Exercise text:
● ● ● ● ●

Welcome SadDad

slsh

member since 1999
Hi Chris - I'm starting a new thread for you. ;) Welcome and glad you found us!

"Hi there I'm new as well. Been up all night. Can't sleep tonight/day been up looking for answers for my 10 year old son all night :( Decided I need some forums to maybe help me talk about this stuff with others. At some point I may be able to help others as I seek answers for my own son. He's doing better on medications and we've been involved with in home counselors (IICAPS) since June 09. We've recently started an "IOP" (CCATS) and the group sessions are helping although he did slug me in the jaw tonight when Mom and I "broke" his routine. I go up and down like crazy. Just when I think he's doing well, which he is overall, his explosive outbursts just depress me again. He's designated Special Education at school so that helps. I'm now an "expert" in IEP's, BSAC's, Conner scales you name it. I have mostly full support from the school and counselors but it's frustrating at times. He's diagnosed mood disorder/undefined/not otherwise specified right now and on Seroquel and Depakote. We just went to like a 3rd phsychiatrist today for another opinion to try and get a better understanding of just what is going on. I was impressed with this Dr. He seemed to get right to the point and ask all the right questions. What troubles me most is I grew up with a Schizophrenic Dad. I would not wish my childhood on my worst enemy. I then lost my brother several years ago. He was Bipolar and committed suicide. All I wanted was to put that behind me and have the best for my kids (I have a son and daughter close in age). So as you can imagine I'm devastated by this. It's so frustrating as I'm sure it will be quite some time before we get a more solid diagnosis. What is really going on? Early onset Bipolar? Asperger Syndrome? I know the label is not the most important aspect right now but not knowing what the future holds for my son scares me. And if we can't control the violance that's my immediate nightmare. God Bless everyone, goodnight for now.

● ● ● ● ●

Prompt A:
List every abbreviation written in capital letters in the forum post welcoming SadDad.
Prompt B:
Carry on the forum post welcoming SadDad, starting after its final line.

Extracted data:
● ● ● ● ●

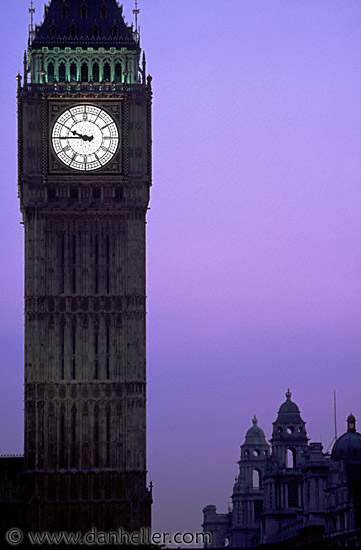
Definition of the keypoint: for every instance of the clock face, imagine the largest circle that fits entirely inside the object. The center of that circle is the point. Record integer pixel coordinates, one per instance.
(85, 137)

● ● ● ● ●

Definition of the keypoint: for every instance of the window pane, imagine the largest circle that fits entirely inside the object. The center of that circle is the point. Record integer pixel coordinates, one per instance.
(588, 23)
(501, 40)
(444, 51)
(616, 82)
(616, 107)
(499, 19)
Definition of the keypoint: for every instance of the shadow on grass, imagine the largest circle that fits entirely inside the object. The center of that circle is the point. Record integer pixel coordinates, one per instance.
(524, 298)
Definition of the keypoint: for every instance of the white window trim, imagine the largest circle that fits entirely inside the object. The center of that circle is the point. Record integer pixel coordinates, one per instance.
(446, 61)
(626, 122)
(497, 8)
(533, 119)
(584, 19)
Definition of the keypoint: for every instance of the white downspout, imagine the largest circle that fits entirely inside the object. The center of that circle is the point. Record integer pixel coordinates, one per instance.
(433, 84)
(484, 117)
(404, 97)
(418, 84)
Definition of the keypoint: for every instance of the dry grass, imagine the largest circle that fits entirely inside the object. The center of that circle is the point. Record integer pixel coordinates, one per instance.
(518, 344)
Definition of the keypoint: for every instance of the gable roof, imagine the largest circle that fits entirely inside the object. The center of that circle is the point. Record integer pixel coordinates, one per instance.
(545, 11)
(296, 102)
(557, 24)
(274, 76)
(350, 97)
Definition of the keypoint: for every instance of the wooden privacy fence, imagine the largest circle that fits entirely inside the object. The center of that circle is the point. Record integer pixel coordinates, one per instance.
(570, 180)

● ● ● ● ●

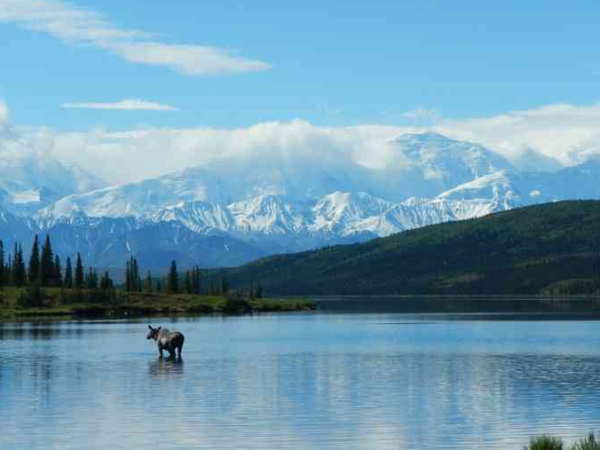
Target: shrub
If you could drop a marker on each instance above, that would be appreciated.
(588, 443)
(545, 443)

● ● ● ● ●

Response box A:
IICAPS, IOP, CCATS, IEP's, BSAC's

Response box B:
Chris "
 

slsh

member since 1999
I agree that the violence is most concerning - but that's a huge trigger for me because my kid was extremely violent/destructive. I once narrowly missed getting knocked out because I had the audacity to tell my then 12-year-old to brush his teeth. It's a heck of a way to live.

I understand your concern about what the future holds, but your son is only 10 and while treating mental illness is still more art than science (in my opinion anyway), it's a whole lot better than it was when your dad and brother were growing up.

It sounds like you've done a great job of educating yourself and are being a great advocate for your son. The fact that the school is onboard is really quite encouraging.

It can be really hard living with- the ups and downs. I found it more stressful when my son was doing well, LOL. I felt like I was just waiting for the bottom to fall out (but I'm a glass-half-empty kind of person anyway). Somewhere along the way, I did figure out that for my own sanity, I had to separate my son's behaviors from the rest of my life - hard to do because they really impacted everything in my life, but getting a bit of emotional distance and working hard on not letting my mood be based on his did help.

Anyway... welcome again and I'm glad you found us!
 

BeyondWeary

New Member
hello SadDad - my heart goes out to you. I am in the same situation. I take it one day it a time. I pray alot. I try to start and end my day by doing nice things for myself and at these times, I REFUSE to dwell on the difficult child's. Just because my oldest is really unbalanced, doesn't mean I have to be also.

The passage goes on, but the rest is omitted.